* To do:
1) In the AJN editorial below, how much did the premature infant on the November 2002 cover weigh?
2) What things does the AJN editorial below list as surrounding premature infants?

* Excerpt to read:
*** Begin section ***
1. Mason, Diana J. PhD, RN, FAAN, AJN Editor-in-Chief

Article Content

One of the most popular AJN covers in recent years bears a photograph of a premature infant on his father's outstretched hand (November 2002). Michael "Misha" Alexander Scott, weighing 2 lbs., 11 oz. at 26.5 weeks of age, opened his eye at the exact moment his mother snapped the picture. There is something quite moving about the images of premature infants, some weighing even less than Misha, who live and sometimes die surrounded by tubes, wires, pumps. And there's also something quite powerful in images of nurses who care for preemies and their families. This month's cover photograph, a judges' choice in our recent photojournalism contest and exhibition (see page 29), portrays the neonatal intensive care unit (NICU) nurses who work so hard to save these tiny lives.
*** End section ***
* Data shown:
*** Begin section ***
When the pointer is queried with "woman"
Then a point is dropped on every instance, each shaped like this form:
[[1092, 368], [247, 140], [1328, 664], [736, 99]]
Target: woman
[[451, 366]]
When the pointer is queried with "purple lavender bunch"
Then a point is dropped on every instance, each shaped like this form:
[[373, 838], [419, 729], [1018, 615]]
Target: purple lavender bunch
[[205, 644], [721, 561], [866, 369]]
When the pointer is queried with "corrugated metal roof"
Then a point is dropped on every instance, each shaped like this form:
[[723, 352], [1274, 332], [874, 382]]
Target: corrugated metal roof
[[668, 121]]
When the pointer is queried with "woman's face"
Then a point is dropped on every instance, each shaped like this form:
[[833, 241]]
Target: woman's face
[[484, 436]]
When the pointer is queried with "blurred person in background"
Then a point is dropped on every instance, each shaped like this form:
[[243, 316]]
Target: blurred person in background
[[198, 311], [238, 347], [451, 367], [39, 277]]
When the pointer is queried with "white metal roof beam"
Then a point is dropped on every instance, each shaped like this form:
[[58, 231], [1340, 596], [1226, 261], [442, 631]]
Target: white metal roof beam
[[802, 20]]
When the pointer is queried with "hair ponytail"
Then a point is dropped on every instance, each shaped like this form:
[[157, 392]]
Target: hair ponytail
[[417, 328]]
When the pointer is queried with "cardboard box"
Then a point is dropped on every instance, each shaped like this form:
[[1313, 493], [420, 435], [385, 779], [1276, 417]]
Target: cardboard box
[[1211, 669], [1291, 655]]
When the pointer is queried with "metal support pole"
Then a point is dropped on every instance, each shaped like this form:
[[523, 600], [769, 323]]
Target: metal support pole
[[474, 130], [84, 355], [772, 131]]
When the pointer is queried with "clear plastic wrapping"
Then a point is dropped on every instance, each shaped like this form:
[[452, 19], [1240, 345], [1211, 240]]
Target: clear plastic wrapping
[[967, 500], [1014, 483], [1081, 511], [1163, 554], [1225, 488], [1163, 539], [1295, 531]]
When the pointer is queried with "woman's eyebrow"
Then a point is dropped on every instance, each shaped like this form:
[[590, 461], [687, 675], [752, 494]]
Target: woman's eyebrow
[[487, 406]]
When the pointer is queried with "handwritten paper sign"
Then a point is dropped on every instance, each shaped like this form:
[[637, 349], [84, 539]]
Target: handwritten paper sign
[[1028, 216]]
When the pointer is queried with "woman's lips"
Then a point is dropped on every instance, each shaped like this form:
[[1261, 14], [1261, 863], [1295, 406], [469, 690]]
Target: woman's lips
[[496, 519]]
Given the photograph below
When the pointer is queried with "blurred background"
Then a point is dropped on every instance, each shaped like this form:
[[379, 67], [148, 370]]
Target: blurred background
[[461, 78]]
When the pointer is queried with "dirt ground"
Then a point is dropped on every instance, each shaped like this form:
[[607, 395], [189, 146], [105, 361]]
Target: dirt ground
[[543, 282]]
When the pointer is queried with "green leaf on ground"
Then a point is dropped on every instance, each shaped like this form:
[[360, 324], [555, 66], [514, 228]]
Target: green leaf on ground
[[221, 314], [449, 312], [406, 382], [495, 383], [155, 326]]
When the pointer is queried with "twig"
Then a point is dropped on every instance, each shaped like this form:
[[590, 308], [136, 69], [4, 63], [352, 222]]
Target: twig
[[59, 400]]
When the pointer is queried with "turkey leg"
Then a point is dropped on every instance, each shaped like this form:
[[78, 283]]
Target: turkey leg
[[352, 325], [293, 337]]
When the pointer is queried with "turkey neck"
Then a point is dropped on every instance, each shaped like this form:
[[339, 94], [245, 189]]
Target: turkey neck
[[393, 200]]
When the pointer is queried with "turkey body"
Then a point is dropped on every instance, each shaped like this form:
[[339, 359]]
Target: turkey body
*** End section ***
* Results by task:
1) 2 lbs., 11 oz.

2) Tubes, wires, pumps